Task statement
Only those lines running from the line that contains "Expected: for every instance of the gray" through the end of the material are to be written out, each exactly as shown.

Data provided

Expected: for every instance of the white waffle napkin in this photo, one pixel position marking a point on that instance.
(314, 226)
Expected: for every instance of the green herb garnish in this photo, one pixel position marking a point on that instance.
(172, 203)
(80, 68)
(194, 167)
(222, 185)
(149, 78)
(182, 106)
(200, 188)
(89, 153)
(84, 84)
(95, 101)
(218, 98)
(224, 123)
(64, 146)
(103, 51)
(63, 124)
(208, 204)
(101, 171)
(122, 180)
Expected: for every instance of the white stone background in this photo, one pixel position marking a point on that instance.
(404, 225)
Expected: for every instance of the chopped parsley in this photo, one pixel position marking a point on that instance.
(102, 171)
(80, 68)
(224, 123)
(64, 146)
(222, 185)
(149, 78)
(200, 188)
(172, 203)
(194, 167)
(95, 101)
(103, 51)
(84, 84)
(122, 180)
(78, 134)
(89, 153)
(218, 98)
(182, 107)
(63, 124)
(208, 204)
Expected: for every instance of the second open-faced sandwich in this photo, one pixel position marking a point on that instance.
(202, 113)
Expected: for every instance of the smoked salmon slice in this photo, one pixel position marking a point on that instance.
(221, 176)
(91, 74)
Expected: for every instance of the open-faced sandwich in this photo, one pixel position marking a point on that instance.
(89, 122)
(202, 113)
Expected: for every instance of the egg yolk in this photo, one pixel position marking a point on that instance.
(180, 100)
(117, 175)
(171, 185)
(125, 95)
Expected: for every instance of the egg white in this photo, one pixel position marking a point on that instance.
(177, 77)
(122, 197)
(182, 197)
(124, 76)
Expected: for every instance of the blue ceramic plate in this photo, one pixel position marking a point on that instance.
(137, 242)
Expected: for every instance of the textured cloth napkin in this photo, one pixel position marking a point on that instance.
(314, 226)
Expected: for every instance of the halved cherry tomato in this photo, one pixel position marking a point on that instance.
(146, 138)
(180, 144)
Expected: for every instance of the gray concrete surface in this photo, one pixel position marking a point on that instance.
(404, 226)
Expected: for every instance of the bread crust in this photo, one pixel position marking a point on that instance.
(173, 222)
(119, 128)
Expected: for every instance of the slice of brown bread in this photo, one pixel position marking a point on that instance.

Reply to the task
Expected: for every instance of the gray concrete surface in this photo, one pixel position marking a point on that instance.
(404, 226)
Expected: for every instance of the bread crust in this photo, one pixel position marking a point on that instance.
(173, 222)
(119, 128)
Expected: for every instance of the slice of brown bread in this photo, one pixel position marking a point on that instance.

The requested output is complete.